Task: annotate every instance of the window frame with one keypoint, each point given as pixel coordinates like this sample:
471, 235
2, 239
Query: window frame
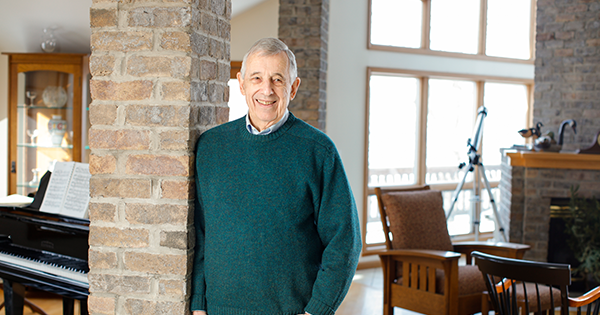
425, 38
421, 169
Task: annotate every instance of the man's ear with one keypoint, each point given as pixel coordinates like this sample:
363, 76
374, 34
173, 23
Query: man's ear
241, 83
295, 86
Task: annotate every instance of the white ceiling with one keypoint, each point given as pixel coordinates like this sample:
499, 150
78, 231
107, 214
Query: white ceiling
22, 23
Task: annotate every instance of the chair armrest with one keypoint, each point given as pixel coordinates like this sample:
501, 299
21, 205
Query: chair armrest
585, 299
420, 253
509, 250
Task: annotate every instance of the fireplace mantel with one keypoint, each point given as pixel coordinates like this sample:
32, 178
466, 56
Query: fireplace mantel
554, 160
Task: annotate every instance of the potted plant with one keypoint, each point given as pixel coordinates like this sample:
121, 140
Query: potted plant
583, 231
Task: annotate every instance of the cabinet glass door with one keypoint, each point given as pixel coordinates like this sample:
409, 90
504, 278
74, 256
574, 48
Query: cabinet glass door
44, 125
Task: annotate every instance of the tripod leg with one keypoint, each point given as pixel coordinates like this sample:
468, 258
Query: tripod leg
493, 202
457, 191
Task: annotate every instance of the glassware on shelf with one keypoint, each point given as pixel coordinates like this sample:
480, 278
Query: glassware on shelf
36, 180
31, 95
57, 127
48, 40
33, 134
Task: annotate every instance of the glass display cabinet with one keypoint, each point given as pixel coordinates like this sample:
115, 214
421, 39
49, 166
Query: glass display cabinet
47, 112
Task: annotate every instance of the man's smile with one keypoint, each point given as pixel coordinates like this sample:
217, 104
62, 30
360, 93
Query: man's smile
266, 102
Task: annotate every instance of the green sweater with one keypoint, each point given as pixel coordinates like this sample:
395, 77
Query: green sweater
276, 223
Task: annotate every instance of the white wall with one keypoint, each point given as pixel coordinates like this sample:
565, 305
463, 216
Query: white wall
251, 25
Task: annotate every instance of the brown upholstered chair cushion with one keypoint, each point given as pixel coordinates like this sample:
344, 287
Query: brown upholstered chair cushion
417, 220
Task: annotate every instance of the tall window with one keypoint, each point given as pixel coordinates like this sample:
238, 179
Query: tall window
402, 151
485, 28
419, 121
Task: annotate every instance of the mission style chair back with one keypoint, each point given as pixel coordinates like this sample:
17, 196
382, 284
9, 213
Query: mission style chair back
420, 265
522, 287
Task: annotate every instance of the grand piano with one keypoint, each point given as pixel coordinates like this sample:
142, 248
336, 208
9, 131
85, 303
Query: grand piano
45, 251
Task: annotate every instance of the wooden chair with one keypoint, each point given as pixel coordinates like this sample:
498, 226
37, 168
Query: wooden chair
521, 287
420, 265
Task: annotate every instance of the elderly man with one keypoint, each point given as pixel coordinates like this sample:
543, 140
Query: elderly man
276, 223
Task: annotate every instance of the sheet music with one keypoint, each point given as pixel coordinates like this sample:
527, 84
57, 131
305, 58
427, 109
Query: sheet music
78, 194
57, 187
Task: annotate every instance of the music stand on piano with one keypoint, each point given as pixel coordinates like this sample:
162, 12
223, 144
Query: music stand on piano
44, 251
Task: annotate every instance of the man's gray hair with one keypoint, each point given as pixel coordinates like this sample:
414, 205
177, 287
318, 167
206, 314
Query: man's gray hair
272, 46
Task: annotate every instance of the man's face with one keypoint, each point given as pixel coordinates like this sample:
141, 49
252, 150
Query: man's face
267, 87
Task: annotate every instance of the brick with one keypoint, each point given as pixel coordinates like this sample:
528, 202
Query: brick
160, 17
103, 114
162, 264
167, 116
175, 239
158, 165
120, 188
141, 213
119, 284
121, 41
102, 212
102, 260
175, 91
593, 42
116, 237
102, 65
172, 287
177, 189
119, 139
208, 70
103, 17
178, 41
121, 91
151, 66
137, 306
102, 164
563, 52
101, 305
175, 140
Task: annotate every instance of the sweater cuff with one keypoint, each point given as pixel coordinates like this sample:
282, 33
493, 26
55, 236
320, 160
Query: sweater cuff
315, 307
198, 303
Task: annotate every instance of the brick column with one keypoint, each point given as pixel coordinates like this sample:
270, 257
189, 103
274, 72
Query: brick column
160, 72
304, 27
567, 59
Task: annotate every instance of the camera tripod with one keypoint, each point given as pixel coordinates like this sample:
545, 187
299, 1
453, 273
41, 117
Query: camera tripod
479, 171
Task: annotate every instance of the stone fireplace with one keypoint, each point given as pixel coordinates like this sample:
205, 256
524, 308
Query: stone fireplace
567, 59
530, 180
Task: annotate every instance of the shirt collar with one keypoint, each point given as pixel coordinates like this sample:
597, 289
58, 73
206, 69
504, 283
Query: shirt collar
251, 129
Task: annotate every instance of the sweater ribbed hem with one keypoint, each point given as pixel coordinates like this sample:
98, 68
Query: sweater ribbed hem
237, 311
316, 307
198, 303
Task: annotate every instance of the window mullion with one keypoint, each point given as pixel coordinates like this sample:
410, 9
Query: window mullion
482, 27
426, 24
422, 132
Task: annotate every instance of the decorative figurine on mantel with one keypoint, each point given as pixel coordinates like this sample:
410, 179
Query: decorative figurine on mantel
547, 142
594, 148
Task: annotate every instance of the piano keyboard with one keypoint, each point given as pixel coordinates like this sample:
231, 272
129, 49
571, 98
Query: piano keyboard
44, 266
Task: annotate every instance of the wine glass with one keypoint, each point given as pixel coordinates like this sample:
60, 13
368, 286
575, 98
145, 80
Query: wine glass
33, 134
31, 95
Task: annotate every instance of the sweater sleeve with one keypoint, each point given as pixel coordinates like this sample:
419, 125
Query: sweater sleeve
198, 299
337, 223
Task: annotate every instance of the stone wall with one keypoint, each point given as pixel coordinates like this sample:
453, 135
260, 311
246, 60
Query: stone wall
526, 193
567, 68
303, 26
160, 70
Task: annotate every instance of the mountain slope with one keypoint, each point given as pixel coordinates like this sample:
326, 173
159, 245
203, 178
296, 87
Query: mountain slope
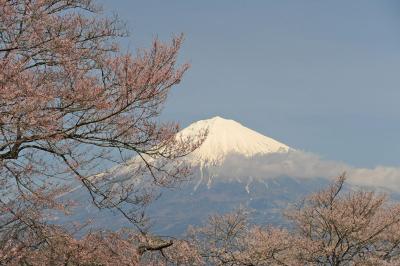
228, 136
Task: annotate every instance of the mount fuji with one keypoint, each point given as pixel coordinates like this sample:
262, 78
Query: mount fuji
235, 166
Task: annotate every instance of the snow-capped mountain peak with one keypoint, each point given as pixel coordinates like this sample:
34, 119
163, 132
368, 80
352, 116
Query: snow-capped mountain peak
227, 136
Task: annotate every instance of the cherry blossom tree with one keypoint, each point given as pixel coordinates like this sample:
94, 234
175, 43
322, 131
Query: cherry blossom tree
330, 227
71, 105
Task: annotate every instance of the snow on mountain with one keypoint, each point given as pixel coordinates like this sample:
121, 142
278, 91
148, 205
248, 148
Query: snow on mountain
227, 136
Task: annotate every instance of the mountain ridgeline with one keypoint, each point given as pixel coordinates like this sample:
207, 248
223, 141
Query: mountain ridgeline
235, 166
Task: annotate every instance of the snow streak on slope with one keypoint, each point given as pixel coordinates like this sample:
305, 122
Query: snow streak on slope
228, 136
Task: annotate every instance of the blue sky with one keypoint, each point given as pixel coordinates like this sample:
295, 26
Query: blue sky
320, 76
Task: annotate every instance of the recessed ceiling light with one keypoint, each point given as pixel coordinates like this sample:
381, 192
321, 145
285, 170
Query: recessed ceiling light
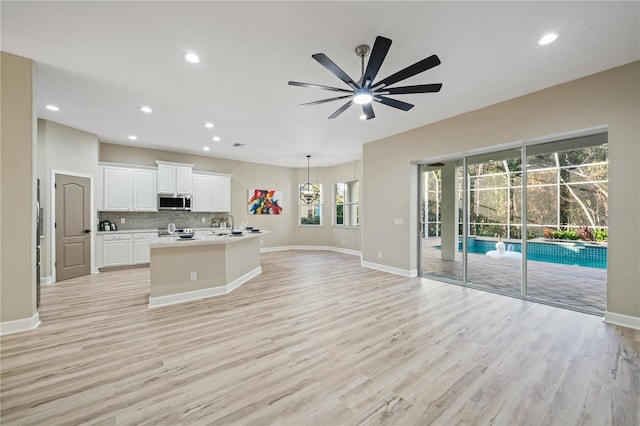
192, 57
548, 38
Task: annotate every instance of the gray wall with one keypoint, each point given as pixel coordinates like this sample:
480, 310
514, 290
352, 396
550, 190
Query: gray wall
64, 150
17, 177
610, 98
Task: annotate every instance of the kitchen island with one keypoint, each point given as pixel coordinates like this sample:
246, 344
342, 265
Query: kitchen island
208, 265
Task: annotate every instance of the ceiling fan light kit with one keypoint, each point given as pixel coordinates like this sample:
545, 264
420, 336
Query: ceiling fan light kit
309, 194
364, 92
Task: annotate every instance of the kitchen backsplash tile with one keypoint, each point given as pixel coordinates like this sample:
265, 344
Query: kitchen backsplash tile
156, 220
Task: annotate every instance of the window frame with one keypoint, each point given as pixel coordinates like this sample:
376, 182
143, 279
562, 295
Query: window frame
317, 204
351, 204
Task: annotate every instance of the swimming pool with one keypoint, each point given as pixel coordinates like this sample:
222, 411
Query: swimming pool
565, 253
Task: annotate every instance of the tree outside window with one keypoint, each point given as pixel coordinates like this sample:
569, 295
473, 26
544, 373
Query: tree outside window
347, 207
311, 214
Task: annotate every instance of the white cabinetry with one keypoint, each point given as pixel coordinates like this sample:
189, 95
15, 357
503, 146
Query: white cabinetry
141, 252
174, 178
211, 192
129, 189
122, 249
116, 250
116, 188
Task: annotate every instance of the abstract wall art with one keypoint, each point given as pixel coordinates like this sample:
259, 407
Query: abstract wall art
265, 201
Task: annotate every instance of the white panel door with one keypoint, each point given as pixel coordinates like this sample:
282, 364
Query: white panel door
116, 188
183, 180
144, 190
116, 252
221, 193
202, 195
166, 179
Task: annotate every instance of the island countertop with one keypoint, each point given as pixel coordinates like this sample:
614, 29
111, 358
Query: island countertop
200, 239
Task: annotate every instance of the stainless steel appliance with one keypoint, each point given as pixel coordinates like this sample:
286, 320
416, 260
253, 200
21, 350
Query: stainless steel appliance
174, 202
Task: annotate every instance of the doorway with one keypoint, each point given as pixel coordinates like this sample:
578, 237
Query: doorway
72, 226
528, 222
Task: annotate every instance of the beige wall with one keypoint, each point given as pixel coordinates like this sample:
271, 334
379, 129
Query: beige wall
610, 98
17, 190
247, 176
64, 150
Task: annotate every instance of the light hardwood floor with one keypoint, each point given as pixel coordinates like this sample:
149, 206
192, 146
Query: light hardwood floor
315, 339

* * *

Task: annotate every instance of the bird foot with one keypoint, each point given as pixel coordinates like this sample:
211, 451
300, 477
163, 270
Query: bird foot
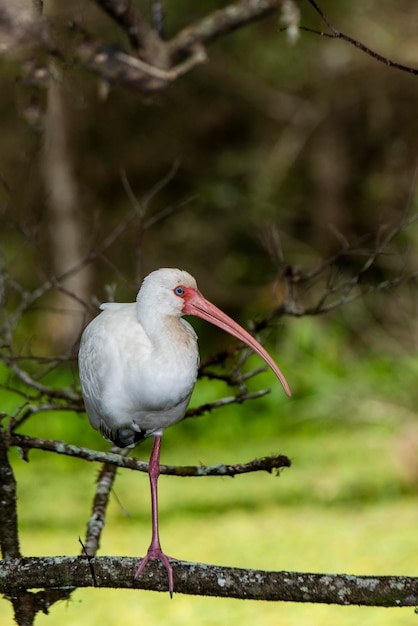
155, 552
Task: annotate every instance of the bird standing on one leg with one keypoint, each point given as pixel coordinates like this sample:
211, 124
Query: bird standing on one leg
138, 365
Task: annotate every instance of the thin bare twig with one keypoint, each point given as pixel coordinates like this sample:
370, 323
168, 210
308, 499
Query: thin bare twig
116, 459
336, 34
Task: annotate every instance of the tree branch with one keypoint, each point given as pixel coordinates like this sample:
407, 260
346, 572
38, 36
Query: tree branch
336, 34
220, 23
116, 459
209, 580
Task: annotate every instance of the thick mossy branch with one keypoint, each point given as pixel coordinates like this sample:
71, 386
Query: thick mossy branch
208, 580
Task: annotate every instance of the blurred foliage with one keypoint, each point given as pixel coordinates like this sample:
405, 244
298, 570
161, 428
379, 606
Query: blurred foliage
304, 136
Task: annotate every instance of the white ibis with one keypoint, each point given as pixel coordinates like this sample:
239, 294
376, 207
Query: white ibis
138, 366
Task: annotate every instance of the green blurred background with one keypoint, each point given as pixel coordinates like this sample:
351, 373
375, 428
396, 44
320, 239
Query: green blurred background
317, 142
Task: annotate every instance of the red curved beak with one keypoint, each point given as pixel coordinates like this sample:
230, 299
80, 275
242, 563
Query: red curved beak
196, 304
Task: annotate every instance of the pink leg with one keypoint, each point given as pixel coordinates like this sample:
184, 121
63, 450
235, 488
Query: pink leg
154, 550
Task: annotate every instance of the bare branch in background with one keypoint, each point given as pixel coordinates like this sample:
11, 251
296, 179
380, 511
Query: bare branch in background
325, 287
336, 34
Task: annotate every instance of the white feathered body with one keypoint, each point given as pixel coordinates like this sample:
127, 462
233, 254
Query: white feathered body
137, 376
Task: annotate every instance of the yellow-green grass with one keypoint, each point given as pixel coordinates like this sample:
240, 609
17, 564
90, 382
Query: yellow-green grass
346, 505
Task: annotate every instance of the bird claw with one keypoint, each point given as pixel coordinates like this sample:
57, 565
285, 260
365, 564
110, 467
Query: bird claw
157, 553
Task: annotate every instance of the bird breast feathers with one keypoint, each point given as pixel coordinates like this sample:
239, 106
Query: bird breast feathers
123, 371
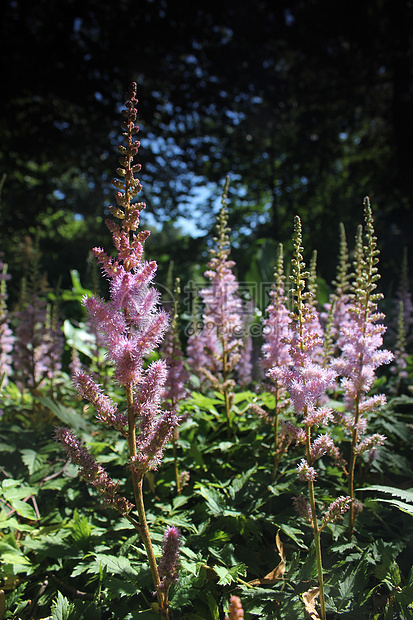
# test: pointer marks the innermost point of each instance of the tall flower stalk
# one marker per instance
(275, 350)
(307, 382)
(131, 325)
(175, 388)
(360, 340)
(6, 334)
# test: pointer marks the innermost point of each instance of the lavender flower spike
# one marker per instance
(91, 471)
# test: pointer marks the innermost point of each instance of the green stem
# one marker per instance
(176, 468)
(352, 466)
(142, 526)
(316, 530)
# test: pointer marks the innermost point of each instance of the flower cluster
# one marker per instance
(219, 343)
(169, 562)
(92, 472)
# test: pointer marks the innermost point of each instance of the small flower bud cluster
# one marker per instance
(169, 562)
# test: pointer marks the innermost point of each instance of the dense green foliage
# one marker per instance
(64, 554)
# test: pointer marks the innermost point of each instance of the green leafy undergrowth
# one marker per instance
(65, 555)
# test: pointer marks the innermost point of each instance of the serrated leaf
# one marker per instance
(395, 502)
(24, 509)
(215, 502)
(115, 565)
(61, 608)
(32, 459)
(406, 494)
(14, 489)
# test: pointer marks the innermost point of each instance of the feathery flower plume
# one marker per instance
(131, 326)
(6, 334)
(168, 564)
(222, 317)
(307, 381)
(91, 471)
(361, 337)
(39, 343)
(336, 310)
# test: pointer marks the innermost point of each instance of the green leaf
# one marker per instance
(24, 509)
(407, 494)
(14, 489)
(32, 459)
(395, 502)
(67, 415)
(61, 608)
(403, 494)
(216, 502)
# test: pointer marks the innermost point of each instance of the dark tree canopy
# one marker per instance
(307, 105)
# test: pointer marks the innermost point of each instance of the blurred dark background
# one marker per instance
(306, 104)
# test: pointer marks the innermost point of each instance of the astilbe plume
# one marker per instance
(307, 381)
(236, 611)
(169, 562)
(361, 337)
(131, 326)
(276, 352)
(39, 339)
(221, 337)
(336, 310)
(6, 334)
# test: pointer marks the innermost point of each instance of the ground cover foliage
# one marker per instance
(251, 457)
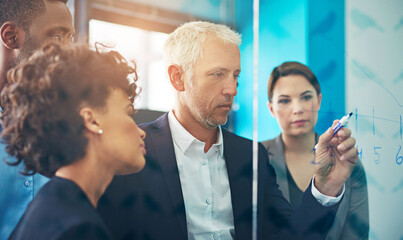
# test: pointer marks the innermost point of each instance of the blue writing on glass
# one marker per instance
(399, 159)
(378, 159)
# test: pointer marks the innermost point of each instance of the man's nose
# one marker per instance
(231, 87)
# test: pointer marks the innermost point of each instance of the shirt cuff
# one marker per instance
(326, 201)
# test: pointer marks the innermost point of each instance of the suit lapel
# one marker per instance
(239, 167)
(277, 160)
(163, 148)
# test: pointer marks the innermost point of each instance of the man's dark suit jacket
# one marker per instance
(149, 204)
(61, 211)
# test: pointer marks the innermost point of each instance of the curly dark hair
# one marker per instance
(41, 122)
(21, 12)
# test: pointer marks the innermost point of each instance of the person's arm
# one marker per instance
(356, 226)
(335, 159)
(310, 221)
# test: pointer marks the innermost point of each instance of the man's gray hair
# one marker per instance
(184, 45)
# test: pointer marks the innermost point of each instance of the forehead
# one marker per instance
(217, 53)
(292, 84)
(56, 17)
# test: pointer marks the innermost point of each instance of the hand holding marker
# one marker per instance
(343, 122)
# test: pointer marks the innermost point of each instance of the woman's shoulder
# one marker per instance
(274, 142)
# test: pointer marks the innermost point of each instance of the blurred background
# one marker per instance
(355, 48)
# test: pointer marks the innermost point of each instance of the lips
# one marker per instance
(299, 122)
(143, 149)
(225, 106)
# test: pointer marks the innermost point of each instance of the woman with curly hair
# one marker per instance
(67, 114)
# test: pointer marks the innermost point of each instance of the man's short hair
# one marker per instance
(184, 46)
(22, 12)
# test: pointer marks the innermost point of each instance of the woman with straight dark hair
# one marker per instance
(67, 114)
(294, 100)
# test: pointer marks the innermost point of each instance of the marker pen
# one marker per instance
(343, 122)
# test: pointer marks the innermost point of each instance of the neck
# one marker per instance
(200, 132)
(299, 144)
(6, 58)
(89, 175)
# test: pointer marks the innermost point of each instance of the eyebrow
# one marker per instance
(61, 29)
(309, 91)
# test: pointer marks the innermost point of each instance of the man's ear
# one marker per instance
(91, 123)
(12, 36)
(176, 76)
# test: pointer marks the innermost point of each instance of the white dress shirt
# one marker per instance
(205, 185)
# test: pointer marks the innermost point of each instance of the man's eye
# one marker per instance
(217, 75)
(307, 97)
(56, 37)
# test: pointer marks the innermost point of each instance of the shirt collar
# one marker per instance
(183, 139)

WORK REQUIRED:
Within the data above, count the lines that contain the string "woman"; the reply is the number alone.

SOLVED PROBLEM:
3